■ **Records of labeled points**:
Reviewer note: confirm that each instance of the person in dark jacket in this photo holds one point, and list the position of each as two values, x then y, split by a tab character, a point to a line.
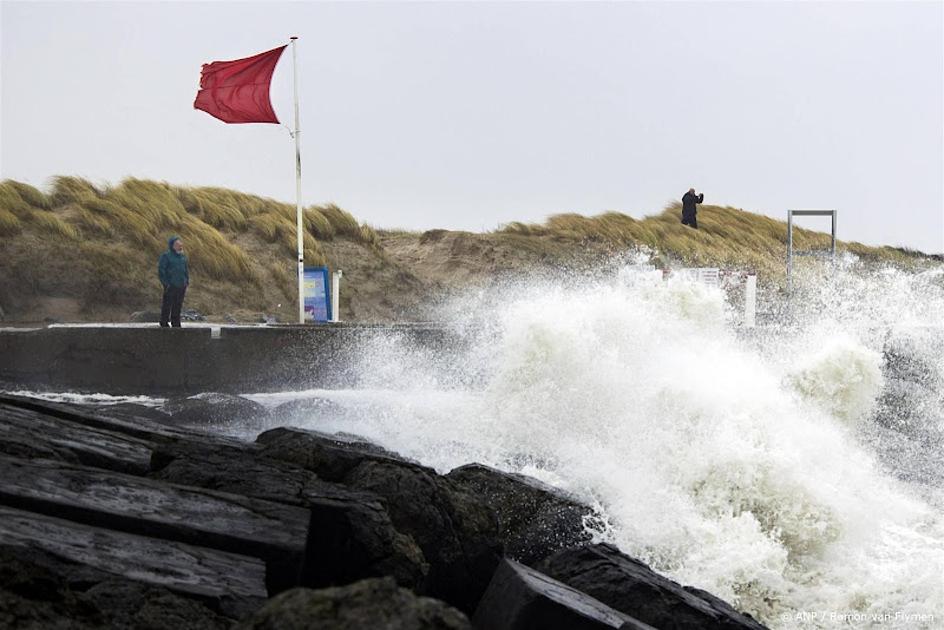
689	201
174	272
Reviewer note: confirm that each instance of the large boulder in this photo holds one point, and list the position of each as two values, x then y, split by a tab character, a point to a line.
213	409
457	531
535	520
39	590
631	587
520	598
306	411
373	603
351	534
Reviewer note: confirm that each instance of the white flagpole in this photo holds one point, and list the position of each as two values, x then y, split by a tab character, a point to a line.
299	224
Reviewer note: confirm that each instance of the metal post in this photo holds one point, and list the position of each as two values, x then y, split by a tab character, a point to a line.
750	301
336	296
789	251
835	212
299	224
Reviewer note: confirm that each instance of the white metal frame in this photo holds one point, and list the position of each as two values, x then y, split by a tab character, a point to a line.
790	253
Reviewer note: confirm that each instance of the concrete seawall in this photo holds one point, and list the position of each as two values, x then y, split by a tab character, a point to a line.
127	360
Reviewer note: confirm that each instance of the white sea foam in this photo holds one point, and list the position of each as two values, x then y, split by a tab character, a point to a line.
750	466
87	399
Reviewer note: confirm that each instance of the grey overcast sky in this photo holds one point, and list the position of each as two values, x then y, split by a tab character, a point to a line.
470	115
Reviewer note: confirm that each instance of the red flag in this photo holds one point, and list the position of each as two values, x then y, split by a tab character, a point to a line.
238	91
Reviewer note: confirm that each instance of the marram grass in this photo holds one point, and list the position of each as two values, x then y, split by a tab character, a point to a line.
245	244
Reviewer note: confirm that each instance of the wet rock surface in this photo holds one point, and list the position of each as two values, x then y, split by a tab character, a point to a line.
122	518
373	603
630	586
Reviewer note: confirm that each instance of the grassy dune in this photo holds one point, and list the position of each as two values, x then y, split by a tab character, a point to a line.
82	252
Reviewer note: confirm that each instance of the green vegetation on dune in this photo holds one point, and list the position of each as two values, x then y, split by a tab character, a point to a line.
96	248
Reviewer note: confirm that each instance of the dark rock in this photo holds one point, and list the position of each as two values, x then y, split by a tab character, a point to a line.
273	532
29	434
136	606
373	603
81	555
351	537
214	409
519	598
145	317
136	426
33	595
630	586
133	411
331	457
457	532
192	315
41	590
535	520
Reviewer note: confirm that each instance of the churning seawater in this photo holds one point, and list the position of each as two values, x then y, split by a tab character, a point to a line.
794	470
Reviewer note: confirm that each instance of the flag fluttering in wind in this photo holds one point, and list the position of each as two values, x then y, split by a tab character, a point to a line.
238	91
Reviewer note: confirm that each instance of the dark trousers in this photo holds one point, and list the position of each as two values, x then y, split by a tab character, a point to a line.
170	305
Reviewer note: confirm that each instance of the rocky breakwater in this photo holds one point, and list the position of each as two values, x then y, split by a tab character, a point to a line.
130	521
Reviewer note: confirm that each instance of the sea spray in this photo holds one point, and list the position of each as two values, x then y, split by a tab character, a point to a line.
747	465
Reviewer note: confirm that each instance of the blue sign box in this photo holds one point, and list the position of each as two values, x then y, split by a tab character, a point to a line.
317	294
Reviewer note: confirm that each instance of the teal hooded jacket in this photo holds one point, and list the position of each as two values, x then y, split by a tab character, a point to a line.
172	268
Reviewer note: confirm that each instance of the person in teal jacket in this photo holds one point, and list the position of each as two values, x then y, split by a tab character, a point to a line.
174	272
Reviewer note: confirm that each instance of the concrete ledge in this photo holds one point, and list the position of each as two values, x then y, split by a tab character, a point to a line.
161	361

■ **Brief**: Update the entries above by replacing "Reviewer note" with "Annotator note" everywhere it occurs and leaving every other part unchanged. Omit the pictures from your answer.

■ **Full answer**:
Annotator note: confirm that each instance of the person in dark jacket in this photo holds one point, and list the position of each as two values, x then y, split by a tab character, a point to a line.
689	201
174	272
Annotator note: confirm that each instance of the large boulder in this photo holds one point, and list the position of each as two values, x then y, split by a tab character, a point to a line.
213	409
457	531
535	520
39	590
631	587
520	598
306	411
373	603
351	534
Annotator note: confirm that each instance of the white flagpole in this photo holds one point, and list the position of each as two values, x then y, split by a tab character, a point to a line.
299	224
Annotator note: confirm that each instance of the metal post in this photo holds one point, and list the position of each as two values, x then y, split by a tab character, a point to a line.
750	301
336	296
789	251
835	212
299	224
Annotator note: confirm that each instance of the white metal frame in this photo holds one point, and list the position of each as two values, x then y, split by a tab character, a point to a line.
790	253
Annotator note: confirm that each instance of the concrete seawall in this photo holds one point, and list the position of each as two values, x then y, split by a tab character, a point to a line.
127	360
Annotator note: confirm that each instance of the white sea foam in this photo holds one point, and list the position of each as two values, x then y, split by a tab character, a point to a line.
750	466
87	399
Annotator note: confirm that each instance of the grey overcast sky in this photo holds one point, and list the position of each as two values, x then y, split by a tab character, a point to a line.
470	115
Annotator note: confirm that each instance of the red flag in this photo holds one point, and list the position of each as two values, x then y, split by a tab character, a point to a line.
238	91
Annotator note: confirm that each instance of the marram grass in this photo holds one point, and list the position of each as two values, x then y, split by a tab character, a point to a line.
245	244
Annotator note: confirm that each instance of the wet rock surface in this photo holds one point, and list the position of each as two values, x then y, split by a tab character, a point to a line.
122	518
373	603
630	586
Annotator note: confirm that each instance of the grassy dune in this photo holds one point, and list the position of each as two values, x then y, split by a tab character, a point to a line.
82	252
Annotator note: confirm that each instance of the green vegetation on dune in this photo holds one point, and list the position of each as two values, x then y, split by a tab character, a point to a line.
96	248
Annotator note: confirm that each instance of the dark rock in this photo holds one point, and list the position of each as two values, x then y, split by a tab character, a point to a line.
273	532
29	434
136	606
373	603
81	555
351	537
214	409
519	598
145	317
136	426
33	595
630	586
133	411
331	457
457	532
192	315
41	590
535	520
Annotator note: confirm that each instance of the churning seawater in this photo holds one point, and list the position of each as two values, x then y, split by a tab character, a point to a line.
794	470
Annotator note: confirm that each instance of the flag fluttering in wind in this photo holds one point, and list the position of each as two values, x then y, split by a tab character, a point to a line.
238	91
Annotator note: confirm that each instance of the dark trousers in this photo holds one point, and list the position of each as two values, x then y, split by a tab character, a point to a line.
170	305
Annotator note: confirm that each instance of the rocky breakwater in this photo holds one point, and list the position of each as two values, x then y, split by a tab character, a point to a line.
130	521
Annotator note: confirm that each instance of the sea spray in this photo holds one point, and list the position of each as two values, x then y, split by a tab character, a point to a line.
747	465
Annotator note: confirm that each instance of the blue sign box in this photo holds one point, and list the position of each as two values, x then y, split by a tab character, a point to a line.
317	294
Annotator note: confirm that each instance of the teal hooded jacket in this photo holds one point, and list the position of each as two values, x then y, split by a tab character, a point to a line.
172	268
Annotator note: confirm that each instance of the person in teal jacket in this photo holds one point, and list the position of each as two values, x then y, split by a tab character, a point to a line.
174	272
Annotator note: confirm that each instance of the concrete ledge in this photo holds one point, and list the position of each as two values, x then y, split by a tab character, a point to a line.
161	361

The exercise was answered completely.